## Trabajo por hacer
Contesta estas preguntas con lo que dice el artículo:
1. ¿Qué crisis afecta también al afán socialista?
2. ¿De qué dos clases podían ser las cortinas que menciona el artículo?
3. ¿Qué papel deben cumplir las autoridades y la prensa?

## Artículo

########################################

Realidades como las que vivieron la URSS y en general el denominado campo socialista europeo aportan lecciones a los movimientos revolucionarios en el mundo: no para impedir las transformaciones necesarias y la debida y legítima claridad en la información, sino para asumirlas resueltamente y con lucidez. Además de que en Cuba sería suicida posponerlas al levantamiento del bloqueo o a la solución de problemas económicos que en efecto urge vencer, la solución de éstas ni siquiera depende por completo de la voluntad nacional: también el afán socialista sufre los efectos de la crisis sistémica global del capitalismo.

Es necesario impedir que al amparo de calamidades provocadas o reforzadas por el asedio imperialista prosperen justificaciones y se afiancen cortinas a cuyo amparo -fueran ellas de hierro o de silencio- surja o crezca la corrupción generadora de mafias, como hemos recordado que ocurrió en los países europeos llamados socialistas. De igual modo, que las desigualdades sociales resulten inevitables no es razón para abandonar el ideal de justa igualdad -por muy inalcanzable que esta resulte o parezca ser-, ni para olvidar que las desigualdades pueden ser aliadas de la corrupción y de otros males, sobre todo si las autoridades y la prensa no cumplen su papel esclarecedor, un papel que en particular a la segunda es necesario exigirle y permitirle.

########################################

Registros de una colección de datos
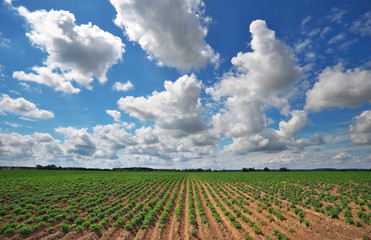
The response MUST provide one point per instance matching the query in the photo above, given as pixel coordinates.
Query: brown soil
(321, 227)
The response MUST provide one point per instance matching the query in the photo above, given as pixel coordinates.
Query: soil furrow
(235, 233)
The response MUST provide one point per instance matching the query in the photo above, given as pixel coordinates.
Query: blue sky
(185, 83)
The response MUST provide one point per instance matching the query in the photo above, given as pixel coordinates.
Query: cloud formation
(337, 87)
(72, 50)
(258, 79)
(360, 132)
(119, 86)
(170, 31)
(177, 109)
(362, 25)
(21, 106)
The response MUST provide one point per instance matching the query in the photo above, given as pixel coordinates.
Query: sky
(185, 83)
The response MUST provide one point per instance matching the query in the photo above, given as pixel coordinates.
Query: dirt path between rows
(322, 226)
(212, 229)
(235, 234)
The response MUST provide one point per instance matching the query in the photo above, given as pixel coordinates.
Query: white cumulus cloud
(337, 87)
(258, 79)
(72, 50)
(171, 31)
(115, 114)
(360, 132)
(119, 86)
(177, 109)
(21, 106)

########################################

## Resultado
1. La crisis sistémica global del capitalismo.
2. De hierro o de silencio.
3. Su papel esclarecedor.